Task statement:
Leave the images aside and copy out the whole listing, exact to the word.

Data supplied:
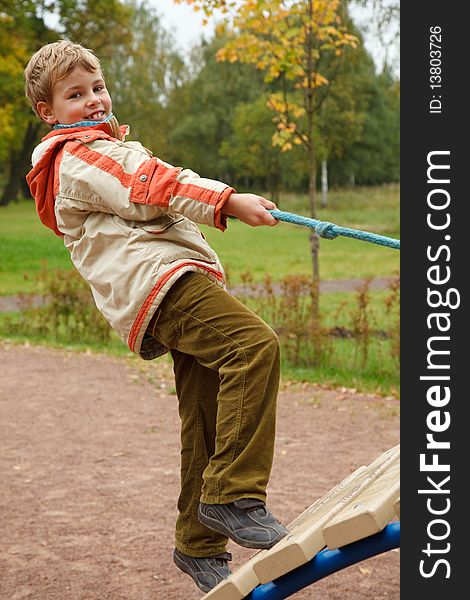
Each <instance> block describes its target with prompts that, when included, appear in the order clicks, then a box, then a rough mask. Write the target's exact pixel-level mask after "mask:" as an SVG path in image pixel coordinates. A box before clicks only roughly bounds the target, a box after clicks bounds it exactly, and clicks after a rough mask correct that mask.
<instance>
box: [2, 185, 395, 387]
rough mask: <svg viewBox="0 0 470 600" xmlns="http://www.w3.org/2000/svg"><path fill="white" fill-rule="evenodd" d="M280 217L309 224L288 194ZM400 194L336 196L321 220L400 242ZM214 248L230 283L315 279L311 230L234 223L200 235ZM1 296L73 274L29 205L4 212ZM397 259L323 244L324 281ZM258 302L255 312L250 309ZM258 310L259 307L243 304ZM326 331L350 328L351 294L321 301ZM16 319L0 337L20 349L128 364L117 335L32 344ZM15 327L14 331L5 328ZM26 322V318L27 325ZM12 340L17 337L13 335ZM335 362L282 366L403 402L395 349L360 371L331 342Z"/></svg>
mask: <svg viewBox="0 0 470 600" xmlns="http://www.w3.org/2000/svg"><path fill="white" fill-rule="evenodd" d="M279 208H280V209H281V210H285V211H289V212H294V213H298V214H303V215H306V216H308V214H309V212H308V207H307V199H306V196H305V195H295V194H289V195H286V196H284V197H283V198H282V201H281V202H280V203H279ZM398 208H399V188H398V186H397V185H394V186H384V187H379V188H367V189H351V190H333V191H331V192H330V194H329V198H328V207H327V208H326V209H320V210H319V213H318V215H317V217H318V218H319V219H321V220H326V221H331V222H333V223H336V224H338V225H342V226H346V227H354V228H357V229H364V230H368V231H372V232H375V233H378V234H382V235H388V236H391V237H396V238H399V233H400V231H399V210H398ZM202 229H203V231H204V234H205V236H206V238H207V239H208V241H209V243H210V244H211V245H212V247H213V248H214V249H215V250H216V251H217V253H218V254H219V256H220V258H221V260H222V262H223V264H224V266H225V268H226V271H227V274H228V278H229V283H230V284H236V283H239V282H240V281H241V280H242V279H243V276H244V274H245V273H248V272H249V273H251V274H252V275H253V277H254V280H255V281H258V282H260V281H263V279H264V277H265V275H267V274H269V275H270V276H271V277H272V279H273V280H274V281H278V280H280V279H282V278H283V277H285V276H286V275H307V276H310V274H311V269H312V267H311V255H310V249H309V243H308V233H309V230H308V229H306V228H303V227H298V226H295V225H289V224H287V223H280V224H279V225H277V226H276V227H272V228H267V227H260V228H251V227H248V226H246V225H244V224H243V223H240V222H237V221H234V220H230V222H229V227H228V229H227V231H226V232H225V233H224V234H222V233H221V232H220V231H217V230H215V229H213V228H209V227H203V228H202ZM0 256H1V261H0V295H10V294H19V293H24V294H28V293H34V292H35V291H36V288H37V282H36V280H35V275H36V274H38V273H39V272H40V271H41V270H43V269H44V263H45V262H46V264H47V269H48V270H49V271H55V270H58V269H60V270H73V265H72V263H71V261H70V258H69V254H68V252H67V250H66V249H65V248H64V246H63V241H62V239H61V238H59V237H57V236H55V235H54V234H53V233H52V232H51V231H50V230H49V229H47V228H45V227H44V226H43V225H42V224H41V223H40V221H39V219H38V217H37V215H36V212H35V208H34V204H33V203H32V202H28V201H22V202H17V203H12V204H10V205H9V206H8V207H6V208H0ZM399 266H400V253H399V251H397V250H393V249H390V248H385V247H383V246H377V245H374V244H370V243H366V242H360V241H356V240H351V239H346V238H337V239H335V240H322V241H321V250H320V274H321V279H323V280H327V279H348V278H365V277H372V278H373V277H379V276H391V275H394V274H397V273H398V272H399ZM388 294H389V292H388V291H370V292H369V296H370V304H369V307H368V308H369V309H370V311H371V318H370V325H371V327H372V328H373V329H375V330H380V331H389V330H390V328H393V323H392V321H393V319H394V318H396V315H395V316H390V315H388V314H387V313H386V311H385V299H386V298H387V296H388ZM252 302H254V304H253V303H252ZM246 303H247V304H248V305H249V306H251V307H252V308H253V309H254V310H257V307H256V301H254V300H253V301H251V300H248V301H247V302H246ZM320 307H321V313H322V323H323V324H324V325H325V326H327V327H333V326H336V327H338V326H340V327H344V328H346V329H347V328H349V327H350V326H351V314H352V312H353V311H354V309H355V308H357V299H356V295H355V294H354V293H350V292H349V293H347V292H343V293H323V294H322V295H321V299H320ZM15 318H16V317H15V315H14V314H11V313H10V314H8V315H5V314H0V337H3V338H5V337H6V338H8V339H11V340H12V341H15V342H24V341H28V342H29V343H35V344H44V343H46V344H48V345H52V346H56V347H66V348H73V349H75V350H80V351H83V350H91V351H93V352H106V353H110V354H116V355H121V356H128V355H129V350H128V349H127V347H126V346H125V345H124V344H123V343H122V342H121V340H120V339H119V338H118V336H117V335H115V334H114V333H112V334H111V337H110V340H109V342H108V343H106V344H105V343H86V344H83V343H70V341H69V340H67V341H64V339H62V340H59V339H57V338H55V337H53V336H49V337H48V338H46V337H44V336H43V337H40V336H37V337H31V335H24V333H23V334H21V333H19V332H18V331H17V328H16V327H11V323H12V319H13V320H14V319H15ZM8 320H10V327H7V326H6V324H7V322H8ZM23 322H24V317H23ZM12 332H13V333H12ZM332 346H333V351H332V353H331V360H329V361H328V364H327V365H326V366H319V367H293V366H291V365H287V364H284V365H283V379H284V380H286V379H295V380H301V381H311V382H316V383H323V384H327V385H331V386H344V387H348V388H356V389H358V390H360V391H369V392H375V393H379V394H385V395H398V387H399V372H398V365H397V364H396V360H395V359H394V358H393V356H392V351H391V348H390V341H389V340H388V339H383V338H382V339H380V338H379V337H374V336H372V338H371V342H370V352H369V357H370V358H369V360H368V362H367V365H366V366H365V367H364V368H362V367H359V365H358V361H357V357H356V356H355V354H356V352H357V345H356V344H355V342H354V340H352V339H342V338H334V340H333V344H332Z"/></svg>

Problem solution:
Each <instance> block describes its target with prompts that, when included, appear in the order clicks, then a box, then a rough mask. Write the target's exact pixel-level mask after "mask:" as an SVG path in image pixel coordinates. A box before clicks only roughly bounds the target, a box after clicks bounds it exactly, and clicks after a rough mask correct that mask.
<instance>
box: [2, 185, 395, 387]
rough mask: <svg viewBox="0 0 470 600" xmlns="http://www.w3.org/2000/svg"><path fill="white" fill-rule="evenodd" d="M280 217L309 224L288 194ZM400 194L336 196L321 220L400 242ZM214 248L230 283L315 279L311 230L234 223L200 235ZM1 296L73 274L29 205L4 212ZM397 259L323 244L324 281ZM258 302L255 312L250 309ZM258 310L259 307L243 304ZM326 331L350 328L351 294L321 301ZM16 319L0 337L20 349L128 364L117 335L32 344ZM15 327L14 331L5 328ZM26 322V318L27 325ZM12 340L17 337L13 335ZM335 362L282 366L403 402L395 349L360 371L331 342Z"/></svg>
mask: <svg viewBox="0 0 470 600" xmlns="http://www.w3.org/2000/svg"><path fill="white" fill-rule="evenodd" d="M279 208H280V209H281V210H285V211H289V212H294V213H298V214H303V215H306V216H308V214H309V212H308V207H307V199H306V196H305V195H295V194H289V195H286V196H284V197H283V198H282V201H281V202H280V203H279ZM398 208H399V188H398V186H397V185H394V186H384V187H379V188H367V189H351V190H333V191H331V192H330V194H329V198H328V207H327V208H326V209H320V210H319V213H318V215H317V217H318V218H319V219H321V220H326V221H331V222H333V223H336V224H338V225H342V226H346V227H354V228H357V229H364V230H368V231H372V232H375V233H378V234H382V235H388V236H391V237H396V238H399V233H400V231H399V210H398ZM202 229H203V231H204V234H205V236H206V238H207V239H208V241H209V243H210V244H211V245H212V247H213V248H214V249H215V250H216V251H217V253H218V254H219V256H220V258H221V260H222V262H223V264H224V266H225V268H226V271H227V274H228V278H229V283H230V284H236V283H239V282H240V281H241V280H242V279H243V276H244V274H245V273H248V272H249V273H251V274H252V275H253V277H254V280H255V281H258V282H260V281H263V279H264V277H265V275H267V274H269V275H270V276H271V277H272V279H273V280H274V281H278V280H280V279H282V278H283V277H285V276H286V275H307V276H310V274H311V269H312V267H311V255H310V249H309V243H308V233H309V230H308V229H306V228H303V227H298V226H295V225H289V224H287V223H280V224H279V225H277V226H276V227H272V228H267V227H260V228H251V227H248V226H246V225H244V224H243V223H240V222H237V221H234V220H230V222H229V227H228V229H227V231H226V232H225V233H224V234H222V233H221V232H220V231H217V230H215V229H213V228H209V227H203V228H202ZM0 256H1V261H0V295H10V294H19V293H24V294H28V293H34V292H35V291H36V288H37V282H36V280H35V275H36V274H38V273H39V272H40V271H41V270H43V269H44V263H45V262H46V264H47V269H48V270H49V271H55V270H58V269H60V270H73V265H72V263H71V261H70V258H69V254H68V252H67V250H66V249H65V248H64V246H63V241H62V239H61V238H59V237H57V236H55V235H54V234H53V233H52V232H51V231H50V230H49V229H47V228H45V227H44V226H43V225H42V224H41V223H40V221H39V219H38V217H37V215H36V212H35V208H34V204H33V203H32V202H28V201H22V202H17V203H12V204H10V205H9V206H8V207H6V208H0ZM399 266H400V253H399V251H397V250H393V249H390V248H385V247H383V246H377V245H374V244H370V243H366V242H360V241H356V240H351V239H346V238H337V239H335V240H322V241H321V250H320V274H321V279H323V280H327V279H348V278H365V277H372V278H373V277H379V276H391V275H394V274H397V273H398V272H399ZM388 294H389V292H388V291H370V292H369V296H370V304H369V307H368V308H369V309H370V311H371V318H370V325H371V327H372V328H373V329H375V330H380V331H389V330H390V328H393V323H392V321H393V319H394V318H396V315H395V316H390V315H388V314H387V313H386V311H385V299H386V298H387V296H388ZM252 302H254V304H253V303H252ZM246 303H247V304H248V305H249V306H251V307H252V308H253V309H254V310H257V307H256V301H254V300H253V301H251V300H248V301H247V302H246ZM320 307H321V313H322V323H323V324H324V325H325V326H327V327H333V326H336V327H338V326H340V327H344V328H346V329H347V328H349V327H350V326H351V314H352V312H353V311H354V309H355V308H357V299H356V295H355V294H354V293H350V292H349V293H347V292H343V293H323V294H322V295H321V299H320ZM15 318H16V317H15V315H14V314H11V313H10V314H8V315H5V314H0V337H3V338H5V337H6V338H8V339H11V340H12V341H15V342H24V341H28V342H29V343H35V344H44V343H46V344H48V345H52V346H56V347H66V348H73V349H75V350H80V351H83V350H91V351H93V352H106V353H110V354H116V355H121V356H128V355H129V350H128V349H127V347H126V346H125V345H124V344H123V343H122V342H121V340H120V339H119V338H118V336H117V335H115V334H114V333H112V334H111V337H110V340H109V342H108V343H106V344H105V343H86V344H83V343H70V341H69V340H67V341H64V339H62V340H59V339H57V338H55V337H53V336H49V337H48V338H46V337H44V336H43V337H40V336H37V337H31V335H24V333H23V334H21V333H19V332H18V331H17V328H16V327H11V323H12V319H13V320H14V319H15ZM8 320H10V327H7V326H6V324H7V322H8ZM23 322H24V317H23ZM12 332H13V333H12ZM332 346H333V351H332V353H331V360H329V361H328V364H327V365H326V366H319V367H293V366H291V365H287V364H284V365H283V379H284V380H286V379H295V380H301V381H311V382H316V383H323V384H327V385H331V386H344V387H348V388H356V389H358V390H360V391H369V392H375V393H379V394H385V395H398V387H399V372H398V365H397V364H396V360H395V359H394V358H393V356H392V351H391V348H390V341H389V340H388V339H383V338H382V339H380V338H379V337H374V336H372V338H371V342H370V352H369V357H370V358H369V360H368V362H367V365H366V366H365V367H364V368H362V367H359V365H358V361H357V357H356V356H355V354H356V352H357V345H356V344H355V342H354V340H352V339H342V338H334V340H333V344H332Z"/></svg>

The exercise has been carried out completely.